**Exercise instructions**: A complete, exact copy of the records below is the required result.

**Supplied information**:
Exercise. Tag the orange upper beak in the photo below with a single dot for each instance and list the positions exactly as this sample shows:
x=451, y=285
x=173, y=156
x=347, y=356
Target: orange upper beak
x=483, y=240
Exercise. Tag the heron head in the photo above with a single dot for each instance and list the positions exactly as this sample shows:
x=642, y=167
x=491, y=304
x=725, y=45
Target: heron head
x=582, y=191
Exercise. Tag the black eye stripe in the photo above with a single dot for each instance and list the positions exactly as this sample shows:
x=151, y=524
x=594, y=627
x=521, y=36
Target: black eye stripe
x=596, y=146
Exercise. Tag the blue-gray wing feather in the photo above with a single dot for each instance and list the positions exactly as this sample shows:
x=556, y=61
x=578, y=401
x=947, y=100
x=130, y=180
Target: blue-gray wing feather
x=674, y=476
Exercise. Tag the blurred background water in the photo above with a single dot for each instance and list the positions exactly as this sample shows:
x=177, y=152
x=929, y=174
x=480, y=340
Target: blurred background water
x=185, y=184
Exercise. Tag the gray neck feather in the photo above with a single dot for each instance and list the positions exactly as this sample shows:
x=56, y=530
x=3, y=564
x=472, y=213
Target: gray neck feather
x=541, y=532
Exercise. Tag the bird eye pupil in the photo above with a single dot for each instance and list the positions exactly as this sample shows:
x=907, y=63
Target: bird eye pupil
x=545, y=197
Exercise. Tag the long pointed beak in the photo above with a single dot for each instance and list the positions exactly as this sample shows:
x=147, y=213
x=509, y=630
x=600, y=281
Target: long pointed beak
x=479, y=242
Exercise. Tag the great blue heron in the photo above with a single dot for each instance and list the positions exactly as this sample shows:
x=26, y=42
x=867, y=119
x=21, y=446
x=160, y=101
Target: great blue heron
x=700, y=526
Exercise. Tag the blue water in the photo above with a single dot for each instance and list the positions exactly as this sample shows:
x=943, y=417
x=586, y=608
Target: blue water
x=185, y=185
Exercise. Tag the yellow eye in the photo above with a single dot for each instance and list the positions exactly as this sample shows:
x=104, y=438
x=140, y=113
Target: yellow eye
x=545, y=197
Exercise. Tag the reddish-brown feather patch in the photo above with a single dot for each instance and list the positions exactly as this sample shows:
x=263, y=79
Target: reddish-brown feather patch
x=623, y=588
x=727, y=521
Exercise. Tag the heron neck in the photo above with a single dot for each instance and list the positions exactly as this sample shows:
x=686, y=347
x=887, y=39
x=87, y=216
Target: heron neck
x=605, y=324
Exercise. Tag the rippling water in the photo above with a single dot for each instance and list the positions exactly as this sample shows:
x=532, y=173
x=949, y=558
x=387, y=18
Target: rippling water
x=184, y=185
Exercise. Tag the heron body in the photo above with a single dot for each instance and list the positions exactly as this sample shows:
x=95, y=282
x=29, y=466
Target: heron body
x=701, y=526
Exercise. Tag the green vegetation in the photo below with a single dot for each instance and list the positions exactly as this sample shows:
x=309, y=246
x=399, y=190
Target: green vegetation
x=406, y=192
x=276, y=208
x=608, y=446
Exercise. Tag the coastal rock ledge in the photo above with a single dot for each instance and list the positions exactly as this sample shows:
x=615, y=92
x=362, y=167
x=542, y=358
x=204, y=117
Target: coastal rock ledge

**Expected answer**:
Exercise. Tag the orange upper beak in the photo below with a single dot for each instance and list the positions exactly as this sample shows:
x=451, y=285
x=173, y=156
x=347, y=356
Target: orange upper beak
x=483, y=240
Exercise. Tag the heron head in the photo above with a single dot for each instance and list the positions exactly as this sample shows:
x=642, y=167
x=491, y=304
x=725, y=45
Target: heron head
x=582, y=191
Exercise. Tag the black eye stripe in the photo above with a single dot for each instance and list the positions exactly as this sample shows:
x=151, y=524
x=594, y=627
x=521, y=36
Target: black eye stripe
x=596, y=146
Exercise. Tag the blue-gray wing feather in the photo above with a single dot for each instance and list the positions exactly as this sample shows:
x=556, y=61
x=578, y=401
x=947, y=100
x=130, y=180
Target: blue-gray wing feather
x=674, y=476
Exercise. Tag the blurred background water in the photo above with a single dot for each instance and list the positions exactly as this sample shows:
x=177, y=152
x=929, y=174
x=480, y=340
Target: blurred background water
x=185, y=184
Exercise. Tag the gray neck feather in the photo above with a single dot for each instance and list the positions exactly as this sample shows:
x=56, y=530
x=3, y=564
x=472, y=213
Target: gray neck feather
x=541, y=532
Exercise. Tag the bird eye pupil in the photo above with a single dot for each instance and list the positions exactly as this sample shows:
x=907, y=63
Target: bird eye pupil
x=545, y=197
Exercise. Tag the long pointed beak in the photo above with a single dot for each instance and list the positions exactly as this sample shows:
x=147, y=213
x=509, y=630
x=600, y=281
Target: long pointed beak
x=479, y=242
Exercise. Tag the great blue heron in the photo above with a single dot for each instance and list the positions exactly as this sample shows:
x=26, y=42
x=867, y=119
x=21, y=446
x=160, y=101
Target: great blue heron
x=700, y=526
Exercise. Tag the blue water in the photo above with a single dot for each instance and list the positions exactly as this sample shows:
x=943, y=417
x=586, y=608
Target: blue water
x=185, y=185
Exercise. Tag the yellow eye in the photo above with a single dot for each instance and list the positions exactly as this sample shows:
x=104, y=438
x=140, y=113
Target: yellow eye
x=545, y=197
Exercise. Tag the reddish-brown feather patch in the photo above with a single dot for each instance and list the positions exactly as this sample shows:
x=263, y=79
Target: reddish-brown feather patch
x=623, y=588
x=727, y=521
Exercise. Tag the heron neck in the photo above with a single dot for each instance and list the positions exactly as this sample shows:
x=686, y=347
x=887, y=39
x=87, y=216
Target: heron neck
x=605, y=324
Exercise. Tag the rippling water in the photo above with a single dot for each instance and list the positions exactly as this sample shows:
x=532, y=173
x=949, y=558
x=387, y=18
Target: rippling water
x=184, y=185
Exercise. Tag the heron body in the photo above with a single dot for each instance and list the positions exactly as this sample shows:
x=95, y=282
x=29, y=466
Target: heron body
x=701, y=526
Exercise. Tag the green vegetation in the photo below with a single dot for each instance and list the positions exactly as this sample shows:
x=309, y=246
x=399, y=190
Target: green vegetation
x=406, y=192
x=276, y=208
x=608, y=446
Exercise. Tag the coastal rock ledge in the photo above with a single dot for each instance and list the positions exactly as this sample shows:
x=615, y=92
x=362, y=167
x=542, y=358
x=204, y=117
Target: coastal rock ledge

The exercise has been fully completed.